** Start of Data entries **
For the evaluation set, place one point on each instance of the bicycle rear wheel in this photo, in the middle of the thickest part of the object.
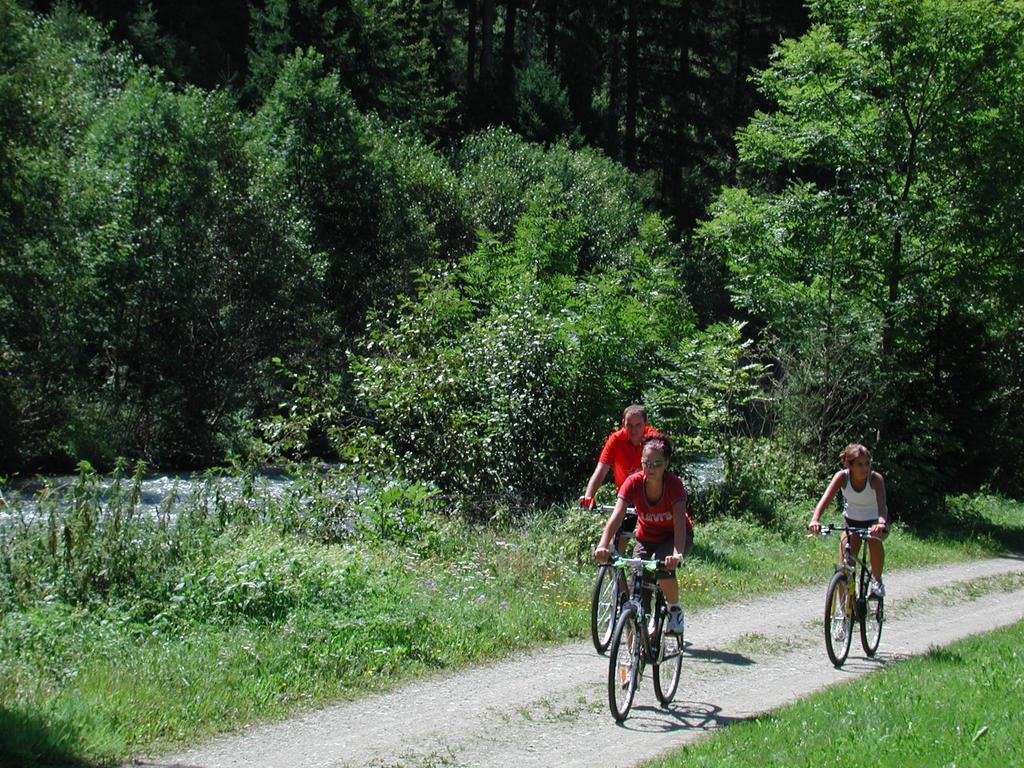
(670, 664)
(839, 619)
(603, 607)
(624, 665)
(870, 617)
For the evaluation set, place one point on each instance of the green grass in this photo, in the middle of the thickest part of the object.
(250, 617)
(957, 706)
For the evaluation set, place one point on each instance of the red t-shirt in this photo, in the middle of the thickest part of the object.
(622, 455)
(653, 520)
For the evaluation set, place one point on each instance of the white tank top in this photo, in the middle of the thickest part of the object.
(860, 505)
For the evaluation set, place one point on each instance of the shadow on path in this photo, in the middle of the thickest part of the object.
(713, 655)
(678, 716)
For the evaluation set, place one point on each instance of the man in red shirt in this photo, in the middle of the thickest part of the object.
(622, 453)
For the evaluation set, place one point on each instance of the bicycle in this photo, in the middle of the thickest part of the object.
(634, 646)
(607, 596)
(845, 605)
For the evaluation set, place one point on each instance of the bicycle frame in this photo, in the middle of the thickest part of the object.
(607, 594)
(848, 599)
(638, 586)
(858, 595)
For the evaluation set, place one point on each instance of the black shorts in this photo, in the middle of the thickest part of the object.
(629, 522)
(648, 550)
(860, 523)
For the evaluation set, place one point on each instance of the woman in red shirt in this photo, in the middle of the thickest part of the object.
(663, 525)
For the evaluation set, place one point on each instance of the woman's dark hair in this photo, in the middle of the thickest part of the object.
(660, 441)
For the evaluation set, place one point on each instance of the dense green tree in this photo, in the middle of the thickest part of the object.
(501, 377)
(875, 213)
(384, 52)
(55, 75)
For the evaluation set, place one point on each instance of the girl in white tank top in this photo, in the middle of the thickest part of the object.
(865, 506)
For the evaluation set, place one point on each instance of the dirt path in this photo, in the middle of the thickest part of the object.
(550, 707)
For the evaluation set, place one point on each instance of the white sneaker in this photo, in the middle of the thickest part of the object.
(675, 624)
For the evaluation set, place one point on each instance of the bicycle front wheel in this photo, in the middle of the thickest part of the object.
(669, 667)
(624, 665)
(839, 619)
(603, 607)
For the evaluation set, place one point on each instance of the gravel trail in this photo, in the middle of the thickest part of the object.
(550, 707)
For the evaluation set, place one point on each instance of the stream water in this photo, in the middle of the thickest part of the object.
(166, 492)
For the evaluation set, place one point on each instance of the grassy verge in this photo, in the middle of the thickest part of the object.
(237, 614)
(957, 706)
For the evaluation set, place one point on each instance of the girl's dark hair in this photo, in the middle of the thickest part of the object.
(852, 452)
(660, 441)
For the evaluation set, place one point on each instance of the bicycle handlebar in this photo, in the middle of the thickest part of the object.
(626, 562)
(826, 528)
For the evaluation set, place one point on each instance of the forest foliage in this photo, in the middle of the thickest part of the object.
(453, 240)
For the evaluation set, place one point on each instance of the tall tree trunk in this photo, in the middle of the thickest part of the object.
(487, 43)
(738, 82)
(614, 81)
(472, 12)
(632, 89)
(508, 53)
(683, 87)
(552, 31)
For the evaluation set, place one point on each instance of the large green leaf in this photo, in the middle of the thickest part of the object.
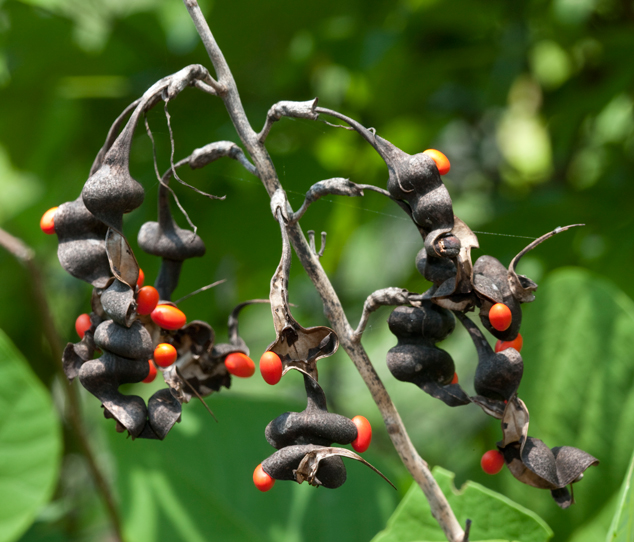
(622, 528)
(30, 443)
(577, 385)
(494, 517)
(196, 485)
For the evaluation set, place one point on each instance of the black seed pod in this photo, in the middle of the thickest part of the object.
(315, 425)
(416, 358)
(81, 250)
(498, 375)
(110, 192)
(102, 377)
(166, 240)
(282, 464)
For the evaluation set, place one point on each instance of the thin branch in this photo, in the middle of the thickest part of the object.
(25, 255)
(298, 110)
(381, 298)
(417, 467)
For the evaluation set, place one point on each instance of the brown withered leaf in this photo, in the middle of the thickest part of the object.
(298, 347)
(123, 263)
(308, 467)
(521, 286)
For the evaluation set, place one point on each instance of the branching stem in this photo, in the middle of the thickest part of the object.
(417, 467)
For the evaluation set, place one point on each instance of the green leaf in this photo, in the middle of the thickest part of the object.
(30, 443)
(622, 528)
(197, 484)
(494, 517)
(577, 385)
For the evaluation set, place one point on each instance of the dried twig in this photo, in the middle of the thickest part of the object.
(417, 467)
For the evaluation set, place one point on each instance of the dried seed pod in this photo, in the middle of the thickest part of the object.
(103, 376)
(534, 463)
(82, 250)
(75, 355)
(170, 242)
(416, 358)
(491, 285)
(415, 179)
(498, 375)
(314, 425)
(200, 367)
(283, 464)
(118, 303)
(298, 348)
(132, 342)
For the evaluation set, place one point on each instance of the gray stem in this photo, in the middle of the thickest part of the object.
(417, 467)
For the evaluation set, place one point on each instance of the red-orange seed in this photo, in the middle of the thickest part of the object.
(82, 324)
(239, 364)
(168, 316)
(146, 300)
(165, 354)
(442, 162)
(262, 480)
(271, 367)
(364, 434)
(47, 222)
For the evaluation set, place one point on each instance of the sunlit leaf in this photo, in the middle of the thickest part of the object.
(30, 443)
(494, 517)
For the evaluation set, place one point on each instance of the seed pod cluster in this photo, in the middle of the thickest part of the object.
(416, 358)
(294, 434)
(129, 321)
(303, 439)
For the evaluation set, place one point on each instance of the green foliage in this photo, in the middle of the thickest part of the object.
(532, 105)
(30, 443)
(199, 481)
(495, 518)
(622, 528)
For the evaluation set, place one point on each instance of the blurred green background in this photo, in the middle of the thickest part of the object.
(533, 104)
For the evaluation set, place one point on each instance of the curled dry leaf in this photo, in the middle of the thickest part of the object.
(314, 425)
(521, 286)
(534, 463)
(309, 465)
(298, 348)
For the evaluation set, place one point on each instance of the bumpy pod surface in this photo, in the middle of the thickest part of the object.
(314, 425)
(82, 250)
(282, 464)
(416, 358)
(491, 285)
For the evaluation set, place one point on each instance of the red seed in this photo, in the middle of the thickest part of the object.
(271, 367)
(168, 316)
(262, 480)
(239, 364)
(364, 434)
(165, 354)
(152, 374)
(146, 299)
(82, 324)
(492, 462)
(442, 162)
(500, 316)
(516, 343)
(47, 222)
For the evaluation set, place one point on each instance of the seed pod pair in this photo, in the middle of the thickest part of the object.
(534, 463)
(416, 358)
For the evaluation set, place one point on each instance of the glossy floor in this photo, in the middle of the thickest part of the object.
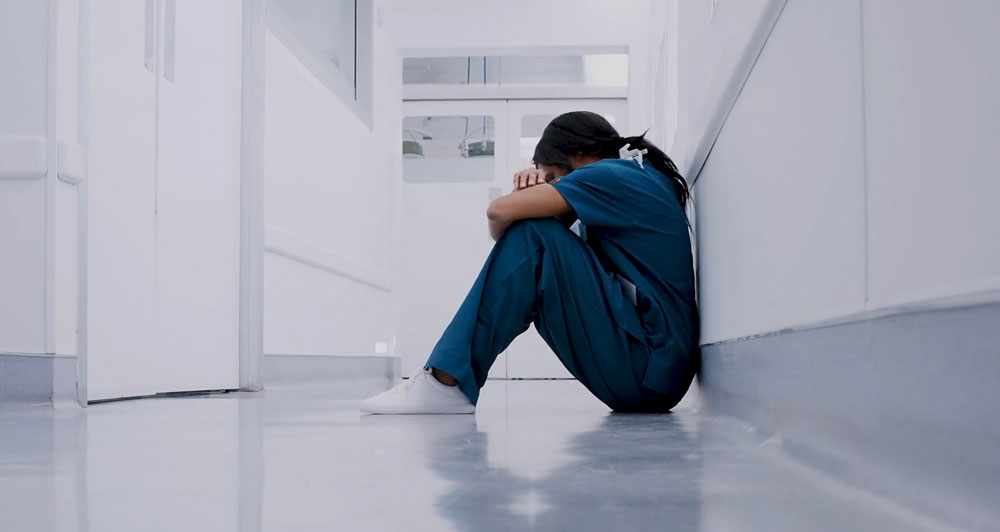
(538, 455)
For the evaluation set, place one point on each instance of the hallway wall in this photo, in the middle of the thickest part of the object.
** End of Data entries **
What you will do: Copy verbatim the span that opens at the line with "seed pod pair" and closes at the final line of the listing. Do not carry over any pictures.

Exercise output:
For the evaluation set, place one point on each instance of the seed pod pair in this photo, in the middle of the thickest part of the object.
(534, 463)
(416, 358)
For the evaluation set, place one point on each instance of the glossy floor in this photo, in the middle of the thickest part of the object.
(538, 455)
For the evaluation set, place one point on each instance of the hallway wall in this photo, in the middle of the thickest part of the object.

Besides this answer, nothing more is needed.